--- Start of EXTRACT ---

Tip of the Week #229: Ranked Overloads for Template Metaprogramming

Originally posted as TotW #229 on February 5, 2024

By Miguel Young de la Sota and Matt Kulukundis

Updated 2024-02-20

Quicklink: abseil.io/tips/229

Warning: This is an advanced tip for folks doing template metaprogramming. In general, avoid template metaprogramming unless you have a very, very good reason. If you are reading this, it’s because you need to do some template metaprogramming or just want to learn something nifty.

One Cool Trick

Ordinarily, C++ requires every function invocation to resolve to a single “best” function or it produces an ambiguity error. The exact definition of “best” is more complex than we want to go into, but involves things like implicit conversions and type qualifiers.

In situations that would produce ambiguity errors, we can use explicit class hierarchies to force the definition of “best” to be what we prefer. This “ranked overloads” technique uses structures with a class hierarchy so they have a priority ordering and the compiler will select the highest priority method first. We’ll define a family of empty tag types Rank0, Rank1, etc., that are related by inheritance, and use those to guide the overload resolution process.1

// Public API with good comments.
template <typename T>
size_t Size(const T& t);

// Everything below here is a working example of ranked overloads, that
// you can copy and paste to get you started!
namespace internal_size {

// Use [Tip #229](/tips/229) for dispatching.
struct Rank0 {};
struct Rank1 : Rank0 {};
struct Rank2 : Rank1 {};
struct Rank3 : Rank2 {};

template <typename T>
size_t SizeImpl(Rank3, const std::optional<T>& x) {
  return x.has_value() ? Size(*x) : 0;
}

template <typename T>
size_t SizeImpl(Rank3, const std::vector<T>& v) {
  size_t res = 0;
  for (const auto& e : v) res += Size(e);
  return res;
}

template <typename T>
size_t SizeImpl(Rank3, const T& t)
  requires std::convertible_to<T, absl::string_view>
{
  return absl::string_view{t}.size();
}

template <typename T>
size_t SizeImpl(Rank2, const T& x)
  requires requires { x.length(); }
{
  return x.length();
}

template <typename T>
size_t SizeImpl(Rank1, const T& x)
  requires requires { x.size(); }
{
  return x.size();
}

template <typename T>
size_t SizeImpl(Rank0, const T& x) { return 1; }

}  // namespace internal_size

template <typename T>
size_t Size(const T& t) {
  // Start with the highest rank, Rank3.
  return internal_size::SizeImpl(internal_size::Rank3{}, t);
}

auto i = Size("foo");                      // hits the string_view overload
auto j = Size(std::vector<int>{1, 2, 3});  // hits the vector overload
auto k = Size(17);                         // hits the lowest rank "catch all"

--- End of EXTRACT ---
--- Start of INFORMATION GIVEN ---

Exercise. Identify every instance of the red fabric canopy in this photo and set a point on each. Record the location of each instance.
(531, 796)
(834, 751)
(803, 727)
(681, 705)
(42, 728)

--- End of INFORMATION GIVEN ---

EXERCISE GOAL:
Write out the passage of the ranked overloads tip starting at "By Miguel Young" and ending at "and type qualifiers.", word for word.

ANSWER TO THIS PROBLEM:
By Miguel Young de la Sota and Matt Kulukundis

Updated 2024-02-20

Quicklink: abseil.io/tips/229

Warning: This is an advanced tip for folks doing template metaprogramming. In general, avoid template metaprogramming unless you have a very, very good reason. If you are reading this, it’s because you need to do some template metaprogramming or just want to learn something nifty.

One Cool Trick

Ordinarily, C++ requires every function invocation to resolve to a single “best” function or it produces an ambiguity error. The exact definition of “best” is more complex than we want to go into, but involves things like implicit conversions and type qualifiers.